§ Testo fornito
•••••
Prima però di ripercorrere gli ulteriori sviluppi della vicenda storica, è il caso di soffermarsi sugli accennati ritrovamenti: il primo a collegare la vicenda di Spartaco con il Dossone della Melia fu lo storico reggino Carmelo Turano nel volume Calabria antica (1977), le cui conclusioni furono riconsiderate un decennio dopo da Domenico Raso, altro studioso calabrese il quale – attraverso una serie di sopralluoghi e raffronti – evidenziò una sorprendente combinazione di resti, toponimi e fonti storiche che sembrano convalidare il legame tra il Dossone e la vicenda di Spartaco, come sostenuto anche dallo storico Barry Strauss, il quale ha peraltro invocato degli approfondimenti.
Muovendo dalle indicazioni offerte da Raso, Licari ha verificato come sul Dossone siano effettivamente presenti muri antichi e larghi fossati, così come i resti di alcune fornaci per la fusione del piombo (sulle pareti interne sono ancora visibili gli schizzi di ossido di piombo), vestigia che collimano col sistema di fossi descritto nelle fonti antiche su Spartaco.
Come nota Raso nella accurata ricognizione dei luoghi fatta negli anni ’80, si tratta spesso di strutture fortificate che sembrano “atte a contenere e ad impegnare un gran numero di uomini”. L’impressione – aggiungeva lo studioso – è di trovarsi di fronte a “uno sbarramento creato ad arte…e inteso probabilmente a vietare un accesso indiscriminato al passo di masse notevoli di uomini e di cavalcature. L’elemento che invita a una considerazione di indole militare è dato dal modo in cui le cortine murarie sono costruite e dal posto in cui sorgono: cortine come queste sul ciglio di valli profonde non indicano la difesa del territorio da nemici che provengano dall’esterno – non essendo possibile che i nemici provenissero per risalita da profondi e inaccessibili valloni – ma piuttosto il contenimento e l’ostacolo creato a nemici che provenissero dall’interno del territorio circoscritto dalle mura stesse”.
•••••
§ Materiale fornito
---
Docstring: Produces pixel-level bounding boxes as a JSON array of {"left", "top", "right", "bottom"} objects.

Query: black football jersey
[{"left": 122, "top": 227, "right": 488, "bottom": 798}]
•••••
§ Esercizi proposti
**1.** Secondo il testo fornito, chi fu il primo a collegare la vicenda di Spartaco con il Dossone della Melia?
**2.** Riporta dal testo fornito il passo che va da "Prima però di" fino a "invocato degli approfondimenti." compreso.

§ Soluzioni degli esercizi
**1.** Lo storico reggino Carmelo Turano, nel volume Calabria antica (1977).

**2.**
Prima però di ripercorrere gli ulteriori sviluppi della vicenda storica, è il caso di soffermarsi sugli accennati ritrovamenti: il primo a collegare la vicenda di Spartaco con il Dossone della Melia fu lo storico reggino Carmelo Turano nel volume Calabria antica (1977), le cui conclusioni furono riconsiderate un decennio dopo da Domenico Raso, altro studioso calabrese il quale – attraverso una serie di sopralluoghi e raffronti – evidenziò una sorprendente combinazione di resti, toponimi e fonti storiche che sembrano convalidare il legame tra il Dossone e la vicenda di Spartaco, come sostenuto anche dallo storico Barry Strauss, il quale ha peraltro invocato degli approfondimenti.